TASK DESCRIPTION: Retype the rows exactly, starting at the line that contains "Please identify the red car" and ending at the last row below.

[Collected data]
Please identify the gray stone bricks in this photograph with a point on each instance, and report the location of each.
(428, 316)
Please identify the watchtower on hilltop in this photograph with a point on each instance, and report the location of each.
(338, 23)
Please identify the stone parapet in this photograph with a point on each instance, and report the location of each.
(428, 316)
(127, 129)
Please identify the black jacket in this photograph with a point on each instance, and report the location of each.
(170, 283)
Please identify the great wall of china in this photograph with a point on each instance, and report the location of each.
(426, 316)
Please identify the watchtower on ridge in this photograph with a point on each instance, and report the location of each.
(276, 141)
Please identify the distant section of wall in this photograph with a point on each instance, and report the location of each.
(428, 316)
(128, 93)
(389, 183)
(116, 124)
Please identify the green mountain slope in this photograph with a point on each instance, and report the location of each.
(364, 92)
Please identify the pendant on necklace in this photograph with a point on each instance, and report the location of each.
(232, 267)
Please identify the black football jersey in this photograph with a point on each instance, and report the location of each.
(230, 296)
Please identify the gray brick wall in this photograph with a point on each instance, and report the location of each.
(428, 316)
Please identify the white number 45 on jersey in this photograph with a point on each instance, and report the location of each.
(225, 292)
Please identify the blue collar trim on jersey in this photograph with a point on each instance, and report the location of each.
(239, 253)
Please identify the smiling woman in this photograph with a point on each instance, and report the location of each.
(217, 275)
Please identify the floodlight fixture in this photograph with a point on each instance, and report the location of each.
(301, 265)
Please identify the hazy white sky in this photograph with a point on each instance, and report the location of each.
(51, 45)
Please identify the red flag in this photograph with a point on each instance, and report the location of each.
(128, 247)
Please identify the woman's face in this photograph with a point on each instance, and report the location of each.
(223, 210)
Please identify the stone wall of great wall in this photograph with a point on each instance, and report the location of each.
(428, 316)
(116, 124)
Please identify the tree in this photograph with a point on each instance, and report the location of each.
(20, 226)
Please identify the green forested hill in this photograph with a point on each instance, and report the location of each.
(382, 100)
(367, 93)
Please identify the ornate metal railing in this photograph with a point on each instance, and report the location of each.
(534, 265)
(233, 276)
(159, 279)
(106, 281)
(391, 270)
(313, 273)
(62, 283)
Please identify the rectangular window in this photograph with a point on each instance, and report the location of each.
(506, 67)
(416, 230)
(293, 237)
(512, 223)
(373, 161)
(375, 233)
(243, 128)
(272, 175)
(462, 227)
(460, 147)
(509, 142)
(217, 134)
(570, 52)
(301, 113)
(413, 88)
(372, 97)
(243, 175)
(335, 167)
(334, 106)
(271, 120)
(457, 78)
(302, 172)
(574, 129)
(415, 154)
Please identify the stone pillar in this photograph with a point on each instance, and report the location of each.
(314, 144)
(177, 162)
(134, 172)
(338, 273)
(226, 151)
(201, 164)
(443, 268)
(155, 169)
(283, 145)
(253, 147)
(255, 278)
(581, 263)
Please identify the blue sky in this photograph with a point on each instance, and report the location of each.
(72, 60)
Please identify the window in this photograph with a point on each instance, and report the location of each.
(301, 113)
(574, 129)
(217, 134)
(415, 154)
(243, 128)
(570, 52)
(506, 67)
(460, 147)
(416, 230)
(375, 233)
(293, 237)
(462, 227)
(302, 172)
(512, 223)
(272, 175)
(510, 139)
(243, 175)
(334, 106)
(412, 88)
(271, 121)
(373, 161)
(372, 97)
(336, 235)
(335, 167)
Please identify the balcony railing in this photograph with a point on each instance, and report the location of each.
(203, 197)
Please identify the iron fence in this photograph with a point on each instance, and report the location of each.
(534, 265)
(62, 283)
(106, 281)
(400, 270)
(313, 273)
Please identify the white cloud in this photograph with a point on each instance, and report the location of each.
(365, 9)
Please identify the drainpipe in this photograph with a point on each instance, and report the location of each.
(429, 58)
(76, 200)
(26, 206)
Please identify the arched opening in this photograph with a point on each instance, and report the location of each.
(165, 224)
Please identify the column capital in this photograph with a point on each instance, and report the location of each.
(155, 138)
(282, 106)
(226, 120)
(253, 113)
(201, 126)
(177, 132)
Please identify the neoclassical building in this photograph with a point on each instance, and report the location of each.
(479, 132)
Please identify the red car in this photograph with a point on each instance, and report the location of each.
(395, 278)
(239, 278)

THE RESULT:
Please identify the red car in this photograph with a point on each instance, and report the location of each.
(395, 278)
(239, 278)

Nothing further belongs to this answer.